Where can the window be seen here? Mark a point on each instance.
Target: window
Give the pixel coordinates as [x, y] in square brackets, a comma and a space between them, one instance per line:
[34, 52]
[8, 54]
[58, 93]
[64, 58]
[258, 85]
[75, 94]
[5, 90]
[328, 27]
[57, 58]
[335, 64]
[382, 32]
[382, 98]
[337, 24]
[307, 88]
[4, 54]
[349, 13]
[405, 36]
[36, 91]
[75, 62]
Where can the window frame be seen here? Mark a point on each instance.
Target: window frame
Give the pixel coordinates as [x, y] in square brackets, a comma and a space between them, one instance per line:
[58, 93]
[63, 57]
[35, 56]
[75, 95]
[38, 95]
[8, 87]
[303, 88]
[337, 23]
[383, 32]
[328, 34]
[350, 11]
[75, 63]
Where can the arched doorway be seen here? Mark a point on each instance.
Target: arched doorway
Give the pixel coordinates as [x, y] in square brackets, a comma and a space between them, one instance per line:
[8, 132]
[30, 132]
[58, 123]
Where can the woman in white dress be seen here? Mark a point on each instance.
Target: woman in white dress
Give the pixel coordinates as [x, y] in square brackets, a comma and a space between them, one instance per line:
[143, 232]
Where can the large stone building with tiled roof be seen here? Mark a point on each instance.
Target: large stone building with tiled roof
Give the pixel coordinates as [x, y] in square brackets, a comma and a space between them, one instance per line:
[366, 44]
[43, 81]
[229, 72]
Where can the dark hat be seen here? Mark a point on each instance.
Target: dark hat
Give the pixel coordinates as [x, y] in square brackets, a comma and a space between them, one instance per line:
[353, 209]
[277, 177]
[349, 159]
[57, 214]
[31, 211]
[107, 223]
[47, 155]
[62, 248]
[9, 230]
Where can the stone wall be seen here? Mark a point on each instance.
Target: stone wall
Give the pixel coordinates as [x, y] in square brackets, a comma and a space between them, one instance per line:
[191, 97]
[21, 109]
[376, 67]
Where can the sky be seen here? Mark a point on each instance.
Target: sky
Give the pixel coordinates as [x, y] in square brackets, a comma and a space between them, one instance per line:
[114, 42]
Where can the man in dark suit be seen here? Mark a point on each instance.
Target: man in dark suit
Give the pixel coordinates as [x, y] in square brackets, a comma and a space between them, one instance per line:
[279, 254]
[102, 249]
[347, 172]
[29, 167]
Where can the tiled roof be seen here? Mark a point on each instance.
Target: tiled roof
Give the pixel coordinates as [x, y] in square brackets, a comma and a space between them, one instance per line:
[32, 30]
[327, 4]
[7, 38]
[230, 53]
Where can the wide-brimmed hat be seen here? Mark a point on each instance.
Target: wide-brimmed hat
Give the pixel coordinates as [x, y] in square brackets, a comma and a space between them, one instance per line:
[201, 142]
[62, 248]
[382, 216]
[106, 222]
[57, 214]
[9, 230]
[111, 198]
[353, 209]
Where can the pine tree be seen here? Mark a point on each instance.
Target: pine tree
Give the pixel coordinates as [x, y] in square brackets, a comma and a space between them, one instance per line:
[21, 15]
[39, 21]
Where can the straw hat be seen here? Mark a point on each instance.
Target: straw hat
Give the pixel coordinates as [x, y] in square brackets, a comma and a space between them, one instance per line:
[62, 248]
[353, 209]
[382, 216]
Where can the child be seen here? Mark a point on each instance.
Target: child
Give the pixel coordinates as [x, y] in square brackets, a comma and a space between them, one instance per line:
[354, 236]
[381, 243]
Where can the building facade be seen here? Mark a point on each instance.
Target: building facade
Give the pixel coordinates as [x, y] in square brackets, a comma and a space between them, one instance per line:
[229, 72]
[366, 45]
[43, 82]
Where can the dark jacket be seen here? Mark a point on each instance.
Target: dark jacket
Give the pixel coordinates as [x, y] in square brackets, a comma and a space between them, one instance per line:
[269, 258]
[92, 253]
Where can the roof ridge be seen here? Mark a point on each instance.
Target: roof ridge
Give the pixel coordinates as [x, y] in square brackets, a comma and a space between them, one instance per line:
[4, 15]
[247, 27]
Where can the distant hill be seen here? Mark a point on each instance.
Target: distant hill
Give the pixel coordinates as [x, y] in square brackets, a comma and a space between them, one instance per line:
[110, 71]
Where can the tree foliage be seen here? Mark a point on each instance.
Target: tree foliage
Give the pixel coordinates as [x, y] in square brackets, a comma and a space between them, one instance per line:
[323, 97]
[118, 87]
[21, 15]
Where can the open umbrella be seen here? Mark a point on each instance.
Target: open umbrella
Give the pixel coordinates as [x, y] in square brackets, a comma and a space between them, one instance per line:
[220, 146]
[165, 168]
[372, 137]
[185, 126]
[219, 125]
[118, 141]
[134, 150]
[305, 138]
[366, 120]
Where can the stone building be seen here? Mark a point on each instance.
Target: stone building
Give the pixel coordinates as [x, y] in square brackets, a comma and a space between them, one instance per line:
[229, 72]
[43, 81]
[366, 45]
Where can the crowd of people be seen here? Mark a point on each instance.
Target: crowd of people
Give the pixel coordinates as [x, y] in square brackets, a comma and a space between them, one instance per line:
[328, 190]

▶ **Goal**: Please convert the stretch from the line containing "Where can the open" through the final line above, both ends included, into a Markdown table with the columns No. and Line, one row per line and blank lines skipped.

▶ **Reply**:
| No. | Line |
|---|---|
| 1 | Where can the open umbrella be seen here? Mark a point on each instance. |
| 2 | Target: open umbrella |
| 3 | Give the pixel coordinates as [x, y] in square brackets, a comma and a space between them, one instance per line: |
| 4 | [220, 146] |
| 5 | [165, 168] |
| 6 | [372, 137] |
| 7 | [185, 126] |
| 8 | [219, 125] |
| 9 | [118, 141] |
| 10 | [134, 150] |
| 11 | [305, 138] |
| 12 | [366, 120] |
| 13 | Where can the stone building be seen here? Mark a point on each instance. |
| 14 | Target: stone building |
| 15 | Give the pixel coordinates as [x, y] in square brackets, a comma and a space between them, one instance per line: |
| 16 | [229, 72] |
| 17 | [43, 81] |
| 18 | [366, 45] |
| 19 | Where can the crowd of people be seen here? Mark a point on each instance. |
| 20 | Target: crowd of people |
| 21 | Give the pixel coordinates as [x, y] in square brackets, a comma and a space between them, one instance per line: |
| 22 | [328, 190] |